> **WHAT YOU SHOULD DO**: In the entries that follow, find each line with the word "surface" and copy it.

====== EXERCISE MATERIALS

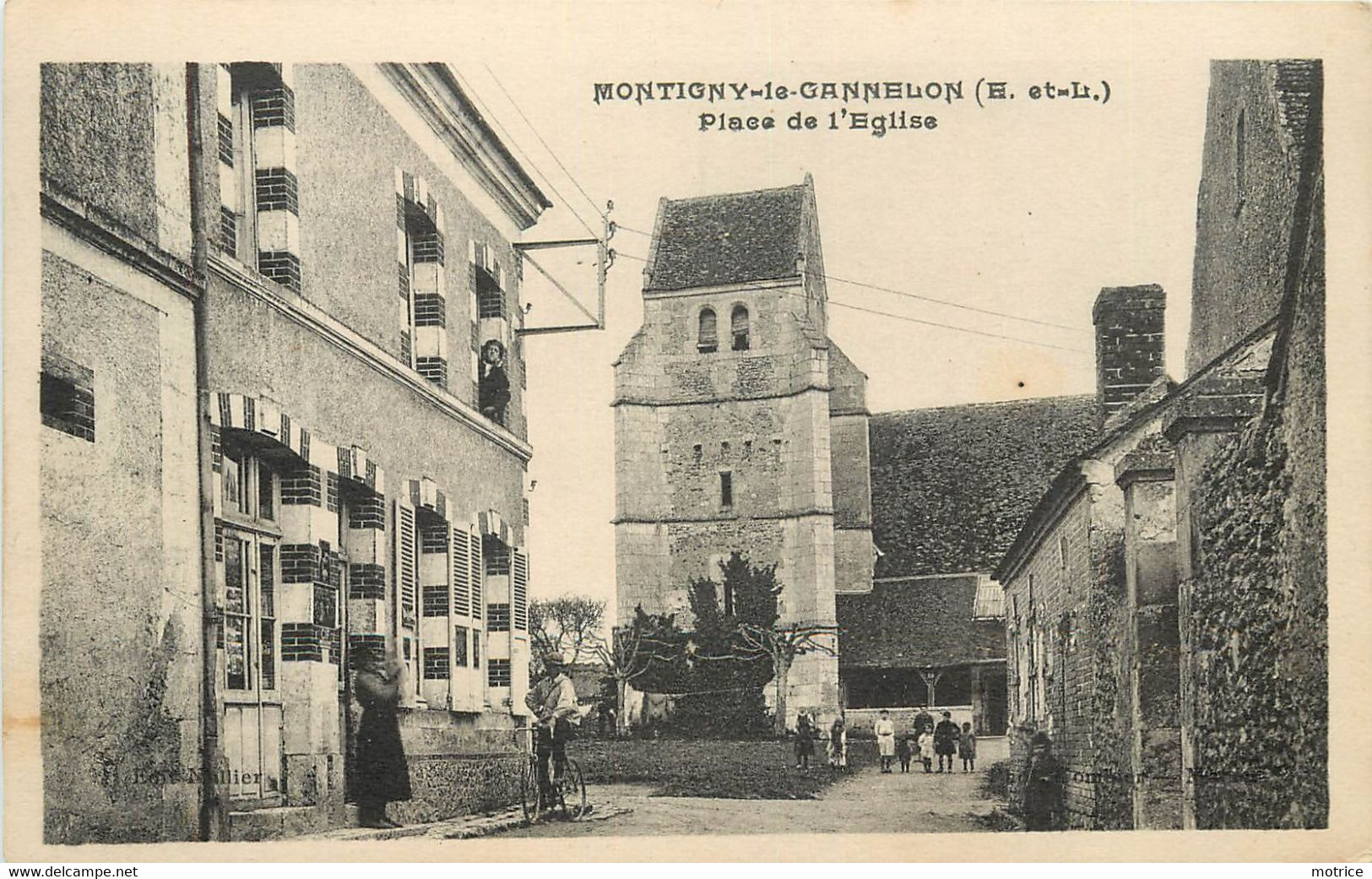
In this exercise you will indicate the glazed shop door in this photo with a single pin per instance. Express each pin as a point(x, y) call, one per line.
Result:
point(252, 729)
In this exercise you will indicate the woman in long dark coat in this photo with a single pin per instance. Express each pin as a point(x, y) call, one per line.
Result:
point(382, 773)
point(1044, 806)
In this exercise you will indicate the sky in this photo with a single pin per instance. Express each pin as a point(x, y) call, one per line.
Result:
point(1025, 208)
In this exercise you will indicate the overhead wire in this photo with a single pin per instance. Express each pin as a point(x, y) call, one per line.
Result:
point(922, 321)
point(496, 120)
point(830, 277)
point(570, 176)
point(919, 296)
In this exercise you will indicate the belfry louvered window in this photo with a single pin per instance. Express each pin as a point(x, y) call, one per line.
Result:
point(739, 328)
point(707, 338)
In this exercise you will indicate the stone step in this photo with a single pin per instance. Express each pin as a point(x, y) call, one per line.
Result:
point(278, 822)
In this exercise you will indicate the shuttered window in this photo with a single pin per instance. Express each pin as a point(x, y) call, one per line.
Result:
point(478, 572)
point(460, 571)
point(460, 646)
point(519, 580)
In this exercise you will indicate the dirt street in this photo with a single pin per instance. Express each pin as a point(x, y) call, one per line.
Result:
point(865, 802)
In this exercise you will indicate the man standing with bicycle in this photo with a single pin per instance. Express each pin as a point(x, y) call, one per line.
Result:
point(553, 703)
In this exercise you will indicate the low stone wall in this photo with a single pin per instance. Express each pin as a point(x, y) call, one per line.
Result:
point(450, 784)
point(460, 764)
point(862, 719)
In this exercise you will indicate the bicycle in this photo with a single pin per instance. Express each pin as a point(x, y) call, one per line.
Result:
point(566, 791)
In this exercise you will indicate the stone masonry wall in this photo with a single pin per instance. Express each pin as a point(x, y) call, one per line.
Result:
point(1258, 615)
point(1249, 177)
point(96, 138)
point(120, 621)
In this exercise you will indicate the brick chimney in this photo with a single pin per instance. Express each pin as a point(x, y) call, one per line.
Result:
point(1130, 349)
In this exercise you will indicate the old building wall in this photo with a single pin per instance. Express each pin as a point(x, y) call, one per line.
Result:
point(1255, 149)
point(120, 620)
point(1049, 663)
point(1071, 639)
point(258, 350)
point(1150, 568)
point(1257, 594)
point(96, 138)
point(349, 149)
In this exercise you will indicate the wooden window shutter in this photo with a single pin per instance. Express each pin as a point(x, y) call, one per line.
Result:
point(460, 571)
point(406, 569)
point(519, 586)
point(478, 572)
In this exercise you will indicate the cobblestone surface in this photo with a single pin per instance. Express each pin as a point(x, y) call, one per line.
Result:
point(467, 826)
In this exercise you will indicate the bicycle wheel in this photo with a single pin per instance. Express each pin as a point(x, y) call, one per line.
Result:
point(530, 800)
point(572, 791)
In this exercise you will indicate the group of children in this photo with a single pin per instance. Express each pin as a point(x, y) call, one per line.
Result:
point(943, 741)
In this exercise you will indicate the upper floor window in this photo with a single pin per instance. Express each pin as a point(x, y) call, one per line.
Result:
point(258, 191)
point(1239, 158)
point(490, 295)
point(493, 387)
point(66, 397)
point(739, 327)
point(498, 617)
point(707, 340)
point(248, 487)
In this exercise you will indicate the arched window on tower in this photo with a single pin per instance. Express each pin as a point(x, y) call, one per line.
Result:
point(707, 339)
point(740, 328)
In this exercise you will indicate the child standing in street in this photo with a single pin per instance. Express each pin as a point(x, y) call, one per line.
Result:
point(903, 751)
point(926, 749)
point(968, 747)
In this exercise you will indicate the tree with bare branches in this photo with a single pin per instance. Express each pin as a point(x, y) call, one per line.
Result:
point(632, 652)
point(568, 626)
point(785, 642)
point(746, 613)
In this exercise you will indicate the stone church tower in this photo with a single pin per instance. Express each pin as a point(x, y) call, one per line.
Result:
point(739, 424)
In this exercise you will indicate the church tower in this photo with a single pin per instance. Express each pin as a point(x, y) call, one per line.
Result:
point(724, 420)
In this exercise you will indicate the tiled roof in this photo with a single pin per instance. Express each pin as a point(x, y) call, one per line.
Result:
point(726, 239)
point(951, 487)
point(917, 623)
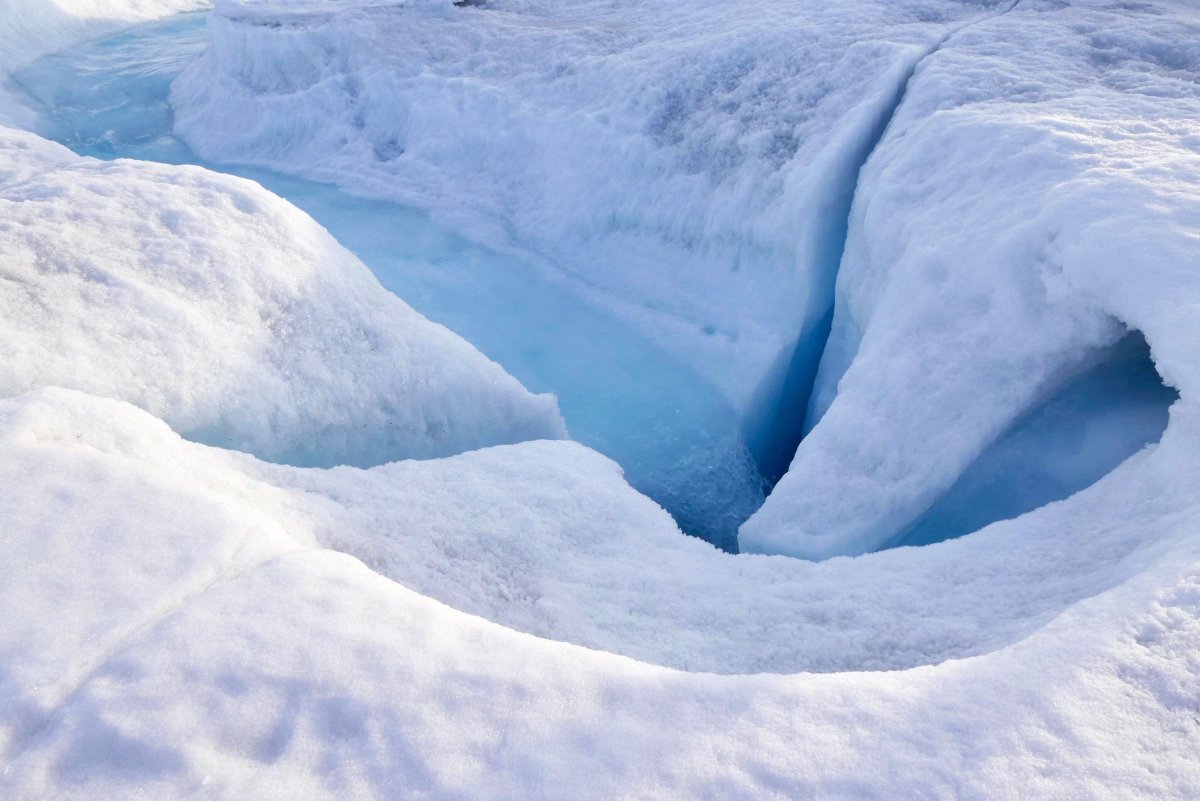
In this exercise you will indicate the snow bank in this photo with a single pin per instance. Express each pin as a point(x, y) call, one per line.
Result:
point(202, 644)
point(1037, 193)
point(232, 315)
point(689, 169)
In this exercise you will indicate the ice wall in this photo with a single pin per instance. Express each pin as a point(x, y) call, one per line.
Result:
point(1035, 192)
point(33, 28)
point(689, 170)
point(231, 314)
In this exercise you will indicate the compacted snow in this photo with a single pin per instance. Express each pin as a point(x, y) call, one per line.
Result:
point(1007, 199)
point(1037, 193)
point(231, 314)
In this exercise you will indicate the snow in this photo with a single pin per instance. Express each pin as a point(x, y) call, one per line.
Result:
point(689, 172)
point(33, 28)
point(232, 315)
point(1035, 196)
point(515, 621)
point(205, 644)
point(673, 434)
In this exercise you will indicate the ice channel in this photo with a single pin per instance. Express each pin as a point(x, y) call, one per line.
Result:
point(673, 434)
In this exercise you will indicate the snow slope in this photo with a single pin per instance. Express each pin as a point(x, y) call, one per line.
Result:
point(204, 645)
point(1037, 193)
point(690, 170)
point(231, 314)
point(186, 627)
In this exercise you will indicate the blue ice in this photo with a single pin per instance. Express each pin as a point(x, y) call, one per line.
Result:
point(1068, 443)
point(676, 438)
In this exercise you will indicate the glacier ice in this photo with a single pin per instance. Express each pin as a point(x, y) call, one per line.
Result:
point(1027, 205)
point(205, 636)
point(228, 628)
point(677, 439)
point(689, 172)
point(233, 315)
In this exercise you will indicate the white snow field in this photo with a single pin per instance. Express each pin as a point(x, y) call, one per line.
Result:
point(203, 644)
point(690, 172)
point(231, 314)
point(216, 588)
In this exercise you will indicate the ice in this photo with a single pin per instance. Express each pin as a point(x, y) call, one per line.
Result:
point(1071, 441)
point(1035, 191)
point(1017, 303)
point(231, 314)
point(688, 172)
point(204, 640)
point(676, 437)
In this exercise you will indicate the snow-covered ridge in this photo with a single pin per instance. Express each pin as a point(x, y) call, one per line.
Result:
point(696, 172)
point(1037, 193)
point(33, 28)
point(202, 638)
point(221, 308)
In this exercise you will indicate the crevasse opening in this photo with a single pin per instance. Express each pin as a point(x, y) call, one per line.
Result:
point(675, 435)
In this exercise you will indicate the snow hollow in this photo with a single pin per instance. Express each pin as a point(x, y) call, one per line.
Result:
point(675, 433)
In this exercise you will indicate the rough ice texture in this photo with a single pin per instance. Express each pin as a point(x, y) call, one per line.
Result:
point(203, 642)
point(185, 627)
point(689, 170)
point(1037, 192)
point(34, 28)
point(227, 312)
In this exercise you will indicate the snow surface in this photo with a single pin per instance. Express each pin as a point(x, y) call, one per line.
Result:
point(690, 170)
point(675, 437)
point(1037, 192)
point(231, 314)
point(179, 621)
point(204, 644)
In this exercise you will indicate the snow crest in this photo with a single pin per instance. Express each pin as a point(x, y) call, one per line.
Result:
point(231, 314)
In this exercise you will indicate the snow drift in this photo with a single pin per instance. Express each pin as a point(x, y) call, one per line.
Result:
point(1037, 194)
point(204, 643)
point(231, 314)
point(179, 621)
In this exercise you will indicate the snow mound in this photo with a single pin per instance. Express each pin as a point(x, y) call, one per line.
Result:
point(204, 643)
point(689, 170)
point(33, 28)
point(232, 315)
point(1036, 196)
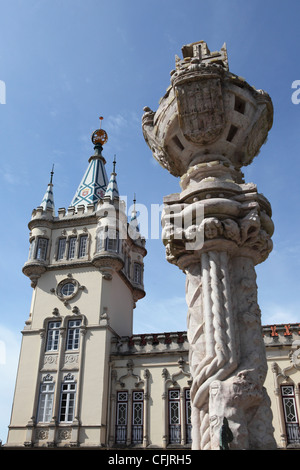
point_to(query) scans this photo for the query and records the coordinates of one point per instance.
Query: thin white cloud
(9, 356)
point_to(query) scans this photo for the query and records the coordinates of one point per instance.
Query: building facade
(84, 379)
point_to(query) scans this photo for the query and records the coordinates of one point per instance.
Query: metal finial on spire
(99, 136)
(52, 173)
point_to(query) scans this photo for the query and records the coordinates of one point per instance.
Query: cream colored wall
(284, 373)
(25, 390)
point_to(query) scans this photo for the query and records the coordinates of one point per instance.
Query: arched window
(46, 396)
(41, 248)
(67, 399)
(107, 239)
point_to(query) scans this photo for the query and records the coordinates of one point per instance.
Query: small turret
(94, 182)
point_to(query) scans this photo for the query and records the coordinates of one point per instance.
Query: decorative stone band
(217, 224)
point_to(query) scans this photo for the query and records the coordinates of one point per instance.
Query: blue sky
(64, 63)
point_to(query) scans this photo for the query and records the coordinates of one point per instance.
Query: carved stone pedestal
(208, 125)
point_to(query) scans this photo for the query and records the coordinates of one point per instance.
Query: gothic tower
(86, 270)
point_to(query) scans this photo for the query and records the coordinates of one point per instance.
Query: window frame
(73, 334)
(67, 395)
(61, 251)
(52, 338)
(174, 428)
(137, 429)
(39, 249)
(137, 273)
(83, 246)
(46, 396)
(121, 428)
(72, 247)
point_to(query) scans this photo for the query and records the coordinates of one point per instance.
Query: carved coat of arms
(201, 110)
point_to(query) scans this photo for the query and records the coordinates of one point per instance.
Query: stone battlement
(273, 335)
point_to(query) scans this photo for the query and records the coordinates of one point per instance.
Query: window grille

============

> **WRITTEN RESPONSE**:
In this exercise you will indicate the cobblestone surface in this photo with a single pin per instance. Express each pin as a point(x, y) call, one per line.
In this exercise you will indicate the snow surface in this photo with a single pin per instance. Express each pin as a point(x, y) call, one per line.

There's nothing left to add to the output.